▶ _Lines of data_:
§ §
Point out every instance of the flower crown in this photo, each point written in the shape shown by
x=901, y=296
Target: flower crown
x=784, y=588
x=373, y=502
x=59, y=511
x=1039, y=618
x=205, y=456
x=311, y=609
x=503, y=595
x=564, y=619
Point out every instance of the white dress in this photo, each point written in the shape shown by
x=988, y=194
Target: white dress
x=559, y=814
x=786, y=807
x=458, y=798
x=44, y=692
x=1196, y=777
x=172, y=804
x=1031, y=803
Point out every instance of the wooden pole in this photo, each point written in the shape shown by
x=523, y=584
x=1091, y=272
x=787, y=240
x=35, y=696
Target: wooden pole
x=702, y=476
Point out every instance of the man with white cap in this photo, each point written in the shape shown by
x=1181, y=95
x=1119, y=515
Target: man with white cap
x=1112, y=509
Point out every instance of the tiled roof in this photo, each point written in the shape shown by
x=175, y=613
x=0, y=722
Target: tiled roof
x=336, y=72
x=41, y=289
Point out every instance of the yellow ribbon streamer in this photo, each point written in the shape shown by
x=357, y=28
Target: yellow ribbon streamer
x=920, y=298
§ §
▶ _What to do_: Substitute "Label" for each occurrence of "Target" in the lines of data above, and write out all the lines with nothing else altered.

▶ _Output for this task_:
Point out every instance of the flower crown in this photo, each point written in the shape shown by
x=901, y=296
Label: flower crown
x=784, y=588
x=373, y=502
x=59, y=511
x=1039, y=618
x=205, y=456
x=311, y=609
x=503, y=595
x=564, y=619
Point out every instance of the white dress in this photo, each point written in the shape shown by
x=988, y=194
Label: white dress
x=559, y=814
x=786, y=807
x=458, y=798
x=44, y=692
x=1196, y=777
x=172, y=804
x=1031, y=803
Point out every instance of the wooden pole in this photo, each point written in the shape shown by
x=523, y=584
x=1091, y=272
x=787, y=240
x=35, y=696
Label: wooden pole
x=702, y=476
Point out every instance of the man with white cap in this photo, each point written in the shape shown by
x=1181, y=95
x=1119, y=515
Label: man with white cap
x=1112, y=509
Point out every instance of the tiled roof in this photo, each point written in the shape shown by
x=175, y=613
x=0, y=722
Label: tiled roof
x=336, y=72
x=41, y=289
Point out every instance of the yellow ribbon streamer in this photo, each point written in the shape shown by
x=357, y=28
Label: yellow ribbon streamer
x=920, y=298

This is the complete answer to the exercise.